__WHAT YOU WILL DO__. Return each line in the records below that includes the string "lamp".
↓
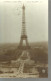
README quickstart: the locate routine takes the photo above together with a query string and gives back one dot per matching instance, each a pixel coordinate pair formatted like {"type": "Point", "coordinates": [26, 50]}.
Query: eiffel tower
{"type": "Point", "coordinates": [23, 41]}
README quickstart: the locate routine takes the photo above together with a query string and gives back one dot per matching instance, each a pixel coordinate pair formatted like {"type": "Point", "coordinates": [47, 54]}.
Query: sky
{"type": "Point", "coordinates": [36, 17]}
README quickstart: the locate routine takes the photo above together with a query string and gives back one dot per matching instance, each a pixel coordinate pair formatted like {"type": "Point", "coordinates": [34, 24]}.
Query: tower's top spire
{"type": "Point", "coordinates": [23, 7]}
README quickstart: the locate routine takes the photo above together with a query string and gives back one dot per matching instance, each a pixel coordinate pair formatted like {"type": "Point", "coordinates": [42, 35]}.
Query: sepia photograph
{"type": "Point", "coordinates": [23, 38]}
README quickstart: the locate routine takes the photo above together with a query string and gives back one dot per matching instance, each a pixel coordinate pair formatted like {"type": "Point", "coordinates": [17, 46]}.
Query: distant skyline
{"type": "Point", "coordinates": [36, 14]}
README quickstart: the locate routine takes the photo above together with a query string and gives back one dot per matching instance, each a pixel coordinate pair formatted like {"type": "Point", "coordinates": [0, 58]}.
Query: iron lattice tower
{"type": "Point", "coordinates": [23, 33]}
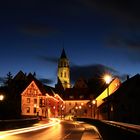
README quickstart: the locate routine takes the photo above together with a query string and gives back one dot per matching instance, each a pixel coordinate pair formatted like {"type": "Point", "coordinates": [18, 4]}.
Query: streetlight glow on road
{"type": "Point", "coordinates": [1, 97]}
{"type": "Point", "coordinates": [4, 134]}
{"type": "Point", "coordinates": [107, 78]}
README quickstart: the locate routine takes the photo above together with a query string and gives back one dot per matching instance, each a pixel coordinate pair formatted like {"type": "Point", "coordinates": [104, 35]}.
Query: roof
{"type": "Point", "coordinates": [43, 88]}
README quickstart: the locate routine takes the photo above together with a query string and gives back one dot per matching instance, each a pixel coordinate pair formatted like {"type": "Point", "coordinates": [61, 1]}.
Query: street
{"type": "Point", "coordinates": [65, 130]}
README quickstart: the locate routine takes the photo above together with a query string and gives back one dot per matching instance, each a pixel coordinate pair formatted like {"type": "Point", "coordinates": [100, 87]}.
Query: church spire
{"type": "Point", "coordinates": [63, 72]}
{"type": "Point", "coordinates": [63, 54]}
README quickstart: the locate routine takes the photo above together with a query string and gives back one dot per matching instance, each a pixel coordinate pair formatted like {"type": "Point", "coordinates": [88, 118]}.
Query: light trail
{"type": "Point", "coordinates": [4, 134]}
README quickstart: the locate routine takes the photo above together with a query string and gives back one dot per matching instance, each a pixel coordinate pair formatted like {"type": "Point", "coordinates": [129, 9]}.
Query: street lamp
{"type": "Point", "coordinates": [107, 79]}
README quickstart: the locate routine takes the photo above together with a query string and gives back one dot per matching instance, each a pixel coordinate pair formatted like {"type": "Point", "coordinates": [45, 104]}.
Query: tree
{"type": "Point", "coordinates": [8, 79]}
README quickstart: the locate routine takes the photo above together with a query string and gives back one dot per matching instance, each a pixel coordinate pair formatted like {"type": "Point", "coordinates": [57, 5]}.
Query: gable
{"type": "Point", "coordinates": [32, 90]}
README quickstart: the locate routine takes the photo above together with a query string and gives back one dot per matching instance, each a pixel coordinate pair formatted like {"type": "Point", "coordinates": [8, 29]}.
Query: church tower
{"type": "Point", "coordinates": [63, 72]}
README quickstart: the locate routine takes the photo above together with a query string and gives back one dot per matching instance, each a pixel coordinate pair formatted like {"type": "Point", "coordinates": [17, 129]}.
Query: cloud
{"type": "Point", "coordinates": [120, 40]}
{"type": "Point", "coordinates": [48, 59]}
{"type": "Point", "coordinates": [126, 11]}
{"type": "Point", "coordinates": [90, 71]}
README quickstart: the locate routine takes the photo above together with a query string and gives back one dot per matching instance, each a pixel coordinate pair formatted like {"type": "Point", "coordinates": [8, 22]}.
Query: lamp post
{"type": "Point", "coordinates": [107, 79]}
{"type": "Point", "coordinates": [1, 97]}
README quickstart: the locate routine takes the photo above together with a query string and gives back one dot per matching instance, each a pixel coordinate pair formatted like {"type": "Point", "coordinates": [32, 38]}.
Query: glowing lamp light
{"type": "Point", "coordinates": [94, 102]}
{"type": "Point", "coordinates": [107, 79]}
{"type": "Point", "coordinates": [1, 97]}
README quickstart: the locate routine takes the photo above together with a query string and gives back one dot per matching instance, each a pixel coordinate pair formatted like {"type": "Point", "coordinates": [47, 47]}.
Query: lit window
{"type": "Point", "coordinates": [35, 101]}
{"type": "Point", "coordinates": [28, 100]}
{"type": "Point", "coordinates": [28, 109]}
{"type": "Point", "coordinates": [81, 97]}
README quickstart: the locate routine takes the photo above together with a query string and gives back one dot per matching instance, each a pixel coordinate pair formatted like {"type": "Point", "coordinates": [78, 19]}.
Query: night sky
{"type": "Point", "coordinates": [98, 36]}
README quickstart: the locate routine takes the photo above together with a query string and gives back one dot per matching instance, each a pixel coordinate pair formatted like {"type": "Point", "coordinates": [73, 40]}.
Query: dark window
{"type": "Point", "coordinates": [28, 100]}
{"type": "Point", "coordinates": [34, 109]}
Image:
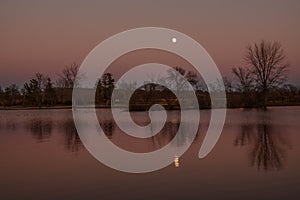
↑
__RESPONSE TO THE TASK__.
Query: street lamp
Query: lamp post
Query: glowing lamp light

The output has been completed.